What this task involves —
Everything from the line containing "on the snow —" through the last line of the data below should be set down exactly, and nothing else.

Data —
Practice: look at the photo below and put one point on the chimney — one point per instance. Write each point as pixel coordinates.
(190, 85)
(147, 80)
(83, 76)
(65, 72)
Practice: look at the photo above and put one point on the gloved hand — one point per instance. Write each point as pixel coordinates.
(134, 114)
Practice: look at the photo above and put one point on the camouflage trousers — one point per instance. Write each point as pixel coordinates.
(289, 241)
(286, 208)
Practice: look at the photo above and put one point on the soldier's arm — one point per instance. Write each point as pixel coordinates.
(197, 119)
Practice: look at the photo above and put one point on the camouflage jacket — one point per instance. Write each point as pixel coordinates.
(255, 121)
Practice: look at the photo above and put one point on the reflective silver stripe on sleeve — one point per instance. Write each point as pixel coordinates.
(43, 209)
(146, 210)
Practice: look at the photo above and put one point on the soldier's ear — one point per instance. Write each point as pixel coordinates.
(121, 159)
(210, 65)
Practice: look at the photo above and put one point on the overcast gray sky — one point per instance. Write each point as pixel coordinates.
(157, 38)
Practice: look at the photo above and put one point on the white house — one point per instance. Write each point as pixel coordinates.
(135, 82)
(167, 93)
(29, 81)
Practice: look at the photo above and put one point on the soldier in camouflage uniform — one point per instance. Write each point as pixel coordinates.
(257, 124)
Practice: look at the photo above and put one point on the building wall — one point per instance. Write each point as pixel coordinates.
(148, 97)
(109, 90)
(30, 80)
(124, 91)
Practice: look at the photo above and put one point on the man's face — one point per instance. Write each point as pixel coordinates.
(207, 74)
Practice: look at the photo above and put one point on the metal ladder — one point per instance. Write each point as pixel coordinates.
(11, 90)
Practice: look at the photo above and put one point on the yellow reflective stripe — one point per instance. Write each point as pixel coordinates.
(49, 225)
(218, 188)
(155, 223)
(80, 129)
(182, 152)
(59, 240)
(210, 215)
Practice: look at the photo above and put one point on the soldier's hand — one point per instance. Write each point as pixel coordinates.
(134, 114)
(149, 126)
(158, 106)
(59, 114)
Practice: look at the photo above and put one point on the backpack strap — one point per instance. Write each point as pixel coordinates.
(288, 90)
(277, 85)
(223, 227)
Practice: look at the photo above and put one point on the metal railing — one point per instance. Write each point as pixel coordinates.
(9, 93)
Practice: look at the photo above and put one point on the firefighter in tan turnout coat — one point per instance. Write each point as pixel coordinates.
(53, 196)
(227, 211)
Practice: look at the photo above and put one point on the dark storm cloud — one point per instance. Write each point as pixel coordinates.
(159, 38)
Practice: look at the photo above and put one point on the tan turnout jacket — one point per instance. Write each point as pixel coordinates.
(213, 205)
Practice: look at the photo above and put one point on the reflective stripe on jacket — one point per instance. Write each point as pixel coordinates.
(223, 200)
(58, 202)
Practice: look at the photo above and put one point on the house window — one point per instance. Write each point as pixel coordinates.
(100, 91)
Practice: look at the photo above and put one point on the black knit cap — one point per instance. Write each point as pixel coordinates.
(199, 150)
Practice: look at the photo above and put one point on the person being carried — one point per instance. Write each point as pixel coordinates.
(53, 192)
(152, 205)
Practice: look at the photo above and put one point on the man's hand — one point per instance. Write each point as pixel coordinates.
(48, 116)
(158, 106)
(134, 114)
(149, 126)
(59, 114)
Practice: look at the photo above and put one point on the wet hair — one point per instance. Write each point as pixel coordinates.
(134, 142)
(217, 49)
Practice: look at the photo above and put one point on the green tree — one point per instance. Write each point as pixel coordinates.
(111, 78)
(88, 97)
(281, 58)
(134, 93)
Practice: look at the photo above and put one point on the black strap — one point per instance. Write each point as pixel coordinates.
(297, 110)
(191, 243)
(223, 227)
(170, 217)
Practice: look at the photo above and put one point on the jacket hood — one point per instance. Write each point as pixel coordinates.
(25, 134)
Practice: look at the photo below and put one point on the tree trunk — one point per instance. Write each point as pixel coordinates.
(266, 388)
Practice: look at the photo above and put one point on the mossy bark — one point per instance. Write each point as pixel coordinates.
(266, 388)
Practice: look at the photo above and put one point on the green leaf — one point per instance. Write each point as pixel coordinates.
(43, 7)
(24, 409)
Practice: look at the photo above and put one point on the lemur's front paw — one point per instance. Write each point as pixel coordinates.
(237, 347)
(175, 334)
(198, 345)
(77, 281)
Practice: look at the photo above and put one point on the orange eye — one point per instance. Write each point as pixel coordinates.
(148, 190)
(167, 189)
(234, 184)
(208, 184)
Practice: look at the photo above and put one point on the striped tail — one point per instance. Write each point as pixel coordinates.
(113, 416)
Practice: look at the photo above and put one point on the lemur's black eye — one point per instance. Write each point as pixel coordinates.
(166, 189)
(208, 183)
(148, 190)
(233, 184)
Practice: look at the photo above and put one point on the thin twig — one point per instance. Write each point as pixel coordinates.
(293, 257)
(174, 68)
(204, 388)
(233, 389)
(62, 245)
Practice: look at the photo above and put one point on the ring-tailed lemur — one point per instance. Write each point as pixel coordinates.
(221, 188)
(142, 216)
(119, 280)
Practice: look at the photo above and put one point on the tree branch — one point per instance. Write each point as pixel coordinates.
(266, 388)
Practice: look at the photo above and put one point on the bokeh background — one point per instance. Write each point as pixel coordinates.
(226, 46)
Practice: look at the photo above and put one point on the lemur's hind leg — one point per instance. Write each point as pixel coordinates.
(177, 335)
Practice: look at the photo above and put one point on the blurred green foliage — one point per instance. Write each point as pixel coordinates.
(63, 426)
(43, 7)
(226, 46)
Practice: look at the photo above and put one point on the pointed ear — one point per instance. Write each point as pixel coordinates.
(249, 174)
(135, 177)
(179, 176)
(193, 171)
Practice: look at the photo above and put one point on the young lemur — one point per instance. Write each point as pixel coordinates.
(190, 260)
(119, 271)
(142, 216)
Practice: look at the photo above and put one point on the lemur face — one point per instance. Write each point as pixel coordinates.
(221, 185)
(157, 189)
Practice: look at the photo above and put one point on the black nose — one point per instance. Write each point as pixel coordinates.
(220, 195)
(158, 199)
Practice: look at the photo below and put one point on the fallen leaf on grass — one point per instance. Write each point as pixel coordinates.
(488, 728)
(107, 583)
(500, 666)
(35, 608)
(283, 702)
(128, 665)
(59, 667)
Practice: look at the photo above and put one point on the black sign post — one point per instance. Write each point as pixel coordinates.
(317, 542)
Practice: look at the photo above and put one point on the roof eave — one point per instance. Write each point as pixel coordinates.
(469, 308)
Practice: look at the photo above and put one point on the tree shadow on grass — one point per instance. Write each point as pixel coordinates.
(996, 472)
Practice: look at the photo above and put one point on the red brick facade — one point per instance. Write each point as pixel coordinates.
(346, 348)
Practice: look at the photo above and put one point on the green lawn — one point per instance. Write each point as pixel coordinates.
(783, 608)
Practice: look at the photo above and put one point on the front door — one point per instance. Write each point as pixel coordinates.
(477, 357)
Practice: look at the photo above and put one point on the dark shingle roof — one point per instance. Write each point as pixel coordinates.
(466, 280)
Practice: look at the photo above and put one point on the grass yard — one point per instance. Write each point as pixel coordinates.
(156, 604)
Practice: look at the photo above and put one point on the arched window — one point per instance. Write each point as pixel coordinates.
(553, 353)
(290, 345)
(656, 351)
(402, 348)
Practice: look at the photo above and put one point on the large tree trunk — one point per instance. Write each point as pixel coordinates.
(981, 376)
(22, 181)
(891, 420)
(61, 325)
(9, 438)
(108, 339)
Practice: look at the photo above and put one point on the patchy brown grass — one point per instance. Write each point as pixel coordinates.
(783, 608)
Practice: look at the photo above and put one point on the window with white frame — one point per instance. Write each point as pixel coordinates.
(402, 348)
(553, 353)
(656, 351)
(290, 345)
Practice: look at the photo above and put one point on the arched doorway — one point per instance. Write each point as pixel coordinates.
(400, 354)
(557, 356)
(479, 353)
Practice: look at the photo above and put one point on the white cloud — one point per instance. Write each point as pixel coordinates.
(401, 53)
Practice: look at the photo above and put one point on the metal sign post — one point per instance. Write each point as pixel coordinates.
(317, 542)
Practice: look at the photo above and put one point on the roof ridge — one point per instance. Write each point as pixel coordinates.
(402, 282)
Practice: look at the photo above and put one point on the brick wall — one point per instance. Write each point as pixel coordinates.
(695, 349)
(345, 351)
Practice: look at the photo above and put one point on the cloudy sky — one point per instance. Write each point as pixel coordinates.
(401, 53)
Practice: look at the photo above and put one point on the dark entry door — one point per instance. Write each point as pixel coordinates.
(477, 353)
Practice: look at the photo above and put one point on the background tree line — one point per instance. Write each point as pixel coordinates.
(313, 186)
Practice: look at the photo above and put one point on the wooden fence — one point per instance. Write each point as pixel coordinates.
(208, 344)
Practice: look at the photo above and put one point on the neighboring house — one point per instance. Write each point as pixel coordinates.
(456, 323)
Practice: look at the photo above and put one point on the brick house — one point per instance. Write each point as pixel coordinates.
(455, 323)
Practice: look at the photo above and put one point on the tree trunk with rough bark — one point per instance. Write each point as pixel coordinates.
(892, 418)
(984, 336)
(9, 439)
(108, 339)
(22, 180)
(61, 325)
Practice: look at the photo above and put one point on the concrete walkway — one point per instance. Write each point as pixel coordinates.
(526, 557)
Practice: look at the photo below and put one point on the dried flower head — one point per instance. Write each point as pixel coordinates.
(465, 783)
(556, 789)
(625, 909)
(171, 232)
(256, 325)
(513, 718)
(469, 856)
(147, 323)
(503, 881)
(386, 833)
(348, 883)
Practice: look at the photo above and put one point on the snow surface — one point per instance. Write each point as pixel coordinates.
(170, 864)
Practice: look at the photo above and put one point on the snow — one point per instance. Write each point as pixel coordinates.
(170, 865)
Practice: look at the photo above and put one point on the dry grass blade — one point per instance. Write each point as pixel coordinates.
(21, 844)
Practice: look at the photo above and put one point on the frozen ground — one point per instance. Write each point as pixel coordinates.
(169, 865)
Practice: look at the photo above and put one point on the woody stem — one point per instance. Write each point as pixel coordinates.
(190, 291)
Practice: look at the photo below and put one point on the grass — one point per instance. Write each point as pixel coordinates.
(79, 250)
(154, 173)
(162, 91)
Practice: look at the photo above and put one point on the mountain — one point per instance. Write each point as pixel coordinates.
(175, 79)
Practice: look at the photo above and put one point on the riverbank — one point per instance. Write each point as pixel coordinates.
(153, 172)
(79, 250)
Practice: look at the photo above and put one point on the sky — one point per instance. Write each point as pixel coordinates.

Task solution —
Practice: look at the photo above and put one point on the snow — one point per instance. Write each point as pixel coordinates.
(170, 865)
Practice: look at the photo above and put one point on the dry grass blade — one point per instance. Write each point as pixel coordinates.
(21, 844)
Practice: look at the photo above and put one point on the frozen ground — one point per instance. Write each point as pixel coordinates.
(169, 865)
Practice: look at the photo above and put one point on the woody stem — one point per instance. Write each point as pixel coordinates.
(190, 291)
Practice: look at the photo below and put one point on the grass — one point per instance. Write each point as pixel coordinates.
(79, 250)
(154, 173)
(162, 91)
Practice: look at the photo above and put one point on the mountain — one point per instance. Write each point as pixel coordinates.
(175, 79)
Practice: look at the photo above and put one point on the riverbank — one point per instance. Write each point as pixel coordinates.
(153, 172)
(79, 250)
Practice: look at the photo above and put one point on the sky — one point per instance. Write each point as pixel coordinates.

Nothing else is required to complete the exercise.